Korte opdracht:
Herhaal woordelijk het stuk uit de tekst over de vaststelling van het dagloon tussen "3. Indien het" en "werkuren per week.", beide inbegrepen.

Tekstfragment:

---

3. Indien het aantal werkuren per week, in het geval een uurloon wordt betaald, niet bij voorbaat vaststaat, bepalen werkgever en werknemer ter vaststelling van het dagloon het te verwachten gemiddeld aantal werkuren per week.
4. De Bank kan al dan niet op verzoek van werkgever of werknemer het dagloon vaststellen of het vastgestelde dagloon wijzigen. Zij brengt haar beslissing, die in de plaats treedt van de beslissing van werkgever en werknemer, schriftelijk en met redenen omkleed ter kennis van de werkgever en de werknemer.
4.4.
Uit voornoemde artikel 2 van de LvZv blijkt dat verweerder de bevoegdheid heeft tot vaststelling of wijziging van een dagloon. Dat verweerder hierbij geen beleidsvrijheid heeft, zoals eiseres stelt, kan dan ook niet slagen.
4.5.

---

Gegevens:

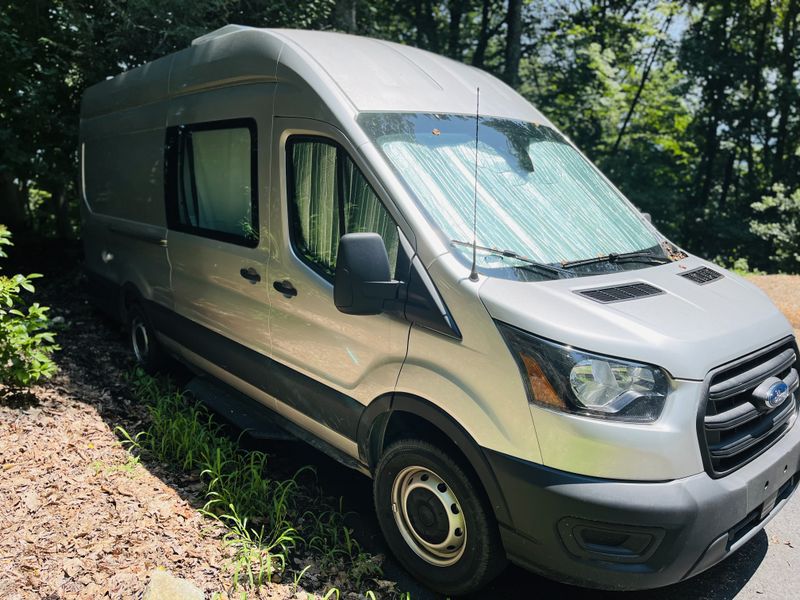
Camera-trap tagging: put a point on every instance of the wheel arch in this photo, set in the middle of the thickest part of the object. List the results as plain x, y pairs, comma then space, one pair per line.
387, 415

---

Antwoord:
3. Indien het aantal werkuren per week, in het geval een uurloon wordt betaald, niet bij voorbaat vaststaat, bepalen werkgever en werknemer ter vaststelling van het dagloon het te verwachten gemiddeld aantal werkuren per week.